» **Prompt 1**: Pick out every line in the rows below the passage on South Atlantic overturning circulation that contains the string "shirt", and copy each one.

Scientists from Argentina, Brazil, France, Germany, South Africa and the United States of America now provide a review of research about the Atlantic Meridional Overturning Circulation (AMOC) focused on the South Atlantic Ocean. For their article published in the journal Nature Communications Earth & Environment, the author team led by the Argentinian scientist Dr. Maria Paz Chidichimo synthesised insights gained into overturning flows, interocean exchanges, as well as water mass distributions and pathways in the South Atlantic Ocean over the past fifteen years of observations.

The review article builds on research conducted in the context of the international South Atlantic Meridional Overturning Circulation (SAMOC) initiative. It was created in 2007 with the goal to monitor climatically relevant oceanic fluxes of mass, heat, and freshwater. Its members use moored arrays and ship-based hydrographic observations, Argo profiling floats, and surface drifting buoys, as well as data from global satellites. The information is used to validate and improve numerical models and climate predictions, and understand impacts of the SAMOC on climate and weather.

» **Prompt 2**: Resume the passage above on South Atlantic overturning circulation research, starting right after its last sentence.

» **Task input**:

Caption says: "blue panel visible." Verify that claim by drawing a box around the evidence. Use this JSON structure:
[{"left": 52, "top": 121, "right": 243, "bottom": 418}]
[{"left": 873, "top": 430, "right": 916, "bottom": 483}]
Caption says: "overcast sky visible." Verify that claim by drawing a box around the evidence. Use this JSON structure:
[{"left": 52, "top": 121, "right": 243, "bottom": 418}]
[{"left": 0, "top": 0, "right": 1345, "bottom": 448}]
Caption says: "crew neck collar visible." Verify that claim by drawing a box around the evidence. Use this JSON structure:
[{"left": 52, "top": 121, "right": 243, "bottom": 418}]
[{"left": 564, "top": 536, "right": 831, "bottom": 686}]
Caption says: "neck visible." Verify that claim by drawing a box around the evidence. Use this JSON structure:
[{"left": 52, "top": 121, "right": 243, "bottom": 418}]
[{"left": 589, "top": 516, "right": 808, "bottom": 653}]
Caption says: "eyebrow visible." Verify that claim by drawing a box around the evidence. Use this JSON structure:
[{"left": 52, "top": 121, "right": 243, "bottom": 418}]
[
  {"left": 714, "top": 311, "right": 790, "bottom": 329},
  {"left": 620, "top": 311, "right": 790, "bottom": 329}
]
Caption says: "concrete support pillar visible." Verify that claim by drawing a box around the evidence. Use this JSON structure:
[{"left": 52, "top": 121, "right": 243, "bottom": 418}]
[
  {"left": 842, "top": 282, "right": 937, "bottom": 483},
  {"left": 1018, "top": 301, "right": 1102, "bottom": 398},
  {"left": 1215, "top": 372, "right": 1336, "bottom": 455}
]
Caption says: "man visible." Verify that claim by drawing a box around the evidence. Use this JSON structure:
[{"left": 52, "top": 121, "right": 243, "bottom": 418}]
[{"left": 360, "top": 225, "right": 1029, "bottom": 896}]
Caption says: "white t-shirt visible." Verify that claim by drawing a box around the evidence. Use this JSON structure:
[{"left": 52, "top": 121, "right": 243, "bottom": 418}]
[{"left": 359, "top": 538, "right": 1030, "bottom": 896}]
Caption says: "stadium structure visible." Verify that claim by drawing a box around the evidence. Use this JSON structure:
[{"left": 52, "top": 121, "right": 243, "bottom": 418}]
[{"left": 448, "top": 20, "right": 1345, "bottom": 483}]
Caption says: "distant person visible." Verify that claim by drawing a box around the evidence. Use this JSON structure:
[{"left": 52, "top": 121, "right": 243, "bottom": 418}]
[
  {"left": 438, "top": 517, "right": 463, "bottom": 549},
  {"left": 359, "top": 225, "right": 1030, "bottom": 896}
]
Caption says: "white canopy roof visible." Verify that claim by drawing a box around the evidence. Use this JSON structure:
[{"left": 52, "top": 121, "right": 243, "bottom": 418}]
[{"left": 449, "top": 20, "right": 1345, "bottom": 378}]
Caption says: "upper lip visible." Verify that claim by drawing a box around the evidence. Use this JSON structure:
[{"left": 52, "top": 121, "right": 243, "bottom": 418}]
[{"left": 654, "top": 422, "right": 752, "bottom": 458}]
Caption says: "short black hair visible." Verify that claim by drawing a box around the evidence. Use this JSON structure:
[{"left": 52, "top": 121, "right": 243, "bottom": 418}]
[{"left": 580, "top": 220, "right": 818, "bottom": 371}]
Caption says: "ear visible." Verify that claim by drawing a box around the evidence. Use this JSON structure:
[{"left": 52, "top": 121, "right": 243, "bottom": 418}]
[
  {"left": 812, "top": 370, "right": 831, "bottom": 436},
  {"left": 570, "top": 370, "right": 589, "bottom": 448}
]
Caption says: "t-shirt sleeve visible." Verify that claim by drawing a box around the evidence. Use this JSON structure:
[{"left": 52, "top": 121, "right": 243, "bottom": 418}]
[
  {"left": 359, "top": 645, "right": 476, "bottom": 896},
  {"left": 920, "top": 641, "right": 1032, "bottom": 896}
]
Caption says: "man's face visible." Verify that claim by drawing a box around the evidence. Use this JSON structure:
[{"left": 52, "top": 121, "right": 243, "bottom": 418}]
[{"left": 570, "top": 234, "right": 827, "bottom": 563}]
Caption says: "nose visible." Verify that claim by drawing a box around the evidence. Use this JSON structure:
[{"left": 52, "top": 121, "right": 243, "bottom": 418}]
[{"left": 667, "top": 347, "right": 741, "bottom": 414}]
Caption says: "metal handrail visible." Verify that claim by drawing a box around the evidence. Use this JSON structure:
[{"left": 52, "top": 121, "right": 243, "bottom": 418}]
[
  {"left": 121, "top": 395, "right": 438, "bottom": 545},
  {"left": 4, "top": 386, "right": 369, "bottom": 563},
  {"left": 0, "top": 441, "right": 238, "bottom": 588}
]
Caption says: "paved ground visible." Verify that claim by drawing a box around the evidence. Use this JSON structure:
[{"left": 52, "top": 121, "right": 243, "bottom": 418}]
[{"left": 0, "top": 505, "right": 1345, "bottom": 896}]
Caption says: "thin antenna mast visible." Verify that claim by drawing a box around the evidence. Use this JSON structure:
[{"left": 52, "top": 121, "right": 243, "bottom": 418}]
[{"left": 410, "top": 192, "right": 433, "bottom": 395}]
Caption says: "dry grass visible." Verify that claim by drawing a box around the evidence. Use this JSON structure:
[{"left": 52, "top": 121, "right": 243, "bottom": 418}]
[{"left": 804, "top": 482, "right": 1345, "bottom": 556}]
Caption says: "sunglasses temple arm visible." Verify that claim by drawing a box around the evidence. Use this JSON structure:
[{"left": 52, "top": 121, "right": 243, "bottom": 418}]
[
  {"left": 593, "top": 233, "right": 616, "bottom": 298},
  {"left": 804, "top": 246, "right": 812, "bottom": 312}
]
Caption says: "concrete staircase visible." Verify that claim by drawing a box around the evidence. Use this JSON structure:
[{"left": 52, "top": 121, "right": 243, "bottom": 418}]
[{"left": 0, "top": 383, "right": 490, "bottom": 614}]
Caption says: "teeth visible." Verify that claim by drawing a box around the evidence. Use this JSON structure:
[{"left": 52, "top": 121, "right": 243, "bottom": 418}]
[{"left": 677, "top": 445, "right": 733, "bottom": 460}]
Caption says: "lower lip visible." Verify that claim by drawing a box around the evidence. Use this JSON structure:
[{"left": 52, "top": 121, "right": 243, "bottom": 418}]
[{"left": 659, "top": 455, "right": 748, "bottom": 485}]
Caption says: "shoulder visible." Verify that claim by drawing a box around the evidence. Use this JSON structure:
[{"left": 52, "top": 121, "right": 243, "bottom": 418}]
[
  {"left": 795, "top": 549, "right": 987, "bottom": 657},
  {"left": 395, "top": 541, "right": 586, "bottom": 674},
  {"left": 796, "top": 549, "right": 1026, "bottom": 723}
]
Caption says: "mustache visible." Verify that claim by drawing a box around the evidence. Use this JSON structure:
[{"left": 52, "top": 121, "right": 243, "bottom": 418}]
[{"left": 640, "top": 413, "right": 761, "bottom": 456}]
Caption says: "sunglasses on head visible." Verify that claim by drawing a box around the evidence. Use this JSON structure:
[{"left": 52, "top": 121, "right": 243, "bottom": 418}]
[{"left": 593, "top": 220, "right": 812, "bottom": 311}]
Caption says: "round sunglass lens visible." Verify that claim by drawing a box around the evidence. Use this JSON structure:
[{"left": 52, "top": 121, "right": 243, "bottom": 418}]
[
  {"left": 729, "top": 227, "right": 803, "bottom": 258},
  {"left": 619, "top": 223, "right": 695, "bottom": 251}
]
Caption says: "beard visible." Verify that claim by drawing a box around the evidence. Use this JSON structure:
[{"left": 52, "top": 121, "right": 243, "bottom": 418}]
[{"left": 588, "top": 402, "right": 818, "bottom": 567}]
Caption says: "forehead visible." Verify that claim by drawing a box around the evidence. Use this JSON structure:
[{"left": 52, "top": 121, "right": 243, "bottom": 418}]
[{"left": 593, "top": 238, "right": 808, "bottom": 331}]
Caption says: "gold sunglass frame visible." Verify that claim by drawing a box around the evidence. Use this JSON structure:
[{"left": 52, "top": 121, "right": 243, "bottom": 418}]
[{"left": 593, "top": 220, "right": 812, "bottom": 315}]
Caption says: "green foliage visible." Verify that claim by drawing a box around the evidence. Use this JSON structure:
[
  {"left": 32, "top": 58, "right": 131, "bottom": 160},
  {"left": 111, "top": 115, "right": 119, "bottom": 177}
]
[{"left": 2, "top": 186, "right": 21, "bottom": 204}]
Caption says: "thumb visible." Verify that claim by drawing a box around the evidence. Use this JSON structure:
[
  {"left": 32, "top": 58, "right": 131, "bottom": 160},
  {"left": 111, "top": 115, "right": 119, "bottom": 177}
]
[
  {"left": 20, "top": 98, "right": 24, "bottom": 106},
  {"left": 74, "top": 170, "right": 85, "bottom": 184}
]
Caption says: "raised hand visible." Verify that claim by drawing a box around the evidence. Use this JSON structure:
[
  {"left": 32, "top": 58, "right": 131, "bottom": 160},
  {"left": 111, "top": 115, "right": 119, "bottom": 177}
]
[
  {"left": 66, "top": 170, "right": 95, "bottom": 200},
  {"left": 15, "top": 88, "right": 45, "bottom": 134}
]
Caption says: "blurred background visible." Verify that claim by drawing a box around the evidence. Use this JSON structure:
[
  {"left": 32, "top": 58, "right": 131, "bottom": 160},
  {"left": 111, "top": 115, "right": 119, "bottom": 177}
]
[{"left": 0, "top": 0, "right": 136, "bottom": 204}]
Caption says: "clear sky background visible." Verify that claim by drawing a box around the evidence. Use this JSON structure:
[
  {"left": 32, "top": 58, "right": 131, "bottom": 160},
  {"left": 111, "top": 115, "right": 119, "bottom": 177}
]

» **Result 1**:
Caption says: "white t-shirt visible." Verify that claim by drawing a box around the evidence. Use this JSON structure:
Caption says: "t-shirt sleeve visible." Verify that claim by drawing a box around the evidence. Use this JSON structure:

» **Result 2**:
GEOMAR mooring data support SAMOC initiative

GEOMAR Helmholtz Centre for Ocean Research Kiel (Germany) supports the SAMOC initiative with the Tropical Atlantic Circulation and Overturning array at 11°S (TRACOS) consisting of full-depth moorings at the western and eastern side of the tropical Atlantic. “With the observations of TRACOS at the western boundary we monitor the variability of the western boundary current system, which is tightly connected to the variability of the AMOC and the Subtropical Cell, another shallower overturning cell confined to the tropical Atlantic”, says GEOMAR scientist Dr. Rebecca Hummels. “Together with observations at the eastern boundary we estimate the variability of the AMOC at this latitude and try to disentangle the role of the boundary circulation fluctuations, the wind and the interior ocean circulation on AMOC variability. Thereby we hope to understand the causes of variability patterns, which then can be used for future predictions.”

The expansion of the SAMOC observational network over the past ten to 15 years, particularly along the SAMOC Basin-Wide Array (SAMBA) line at 34.5°S and the TRACOS line at 11°S, have provided key information about the structure and variability of the AMOC volume transports at these two latitudes, as well as the structure and temporal variability of flows along the western and eastern boundaries of the South Atlantic. At 34.5°S, estimates of meridional heat transports by the AMOC and volume transports by the abyssal cell have also been made using mooring data.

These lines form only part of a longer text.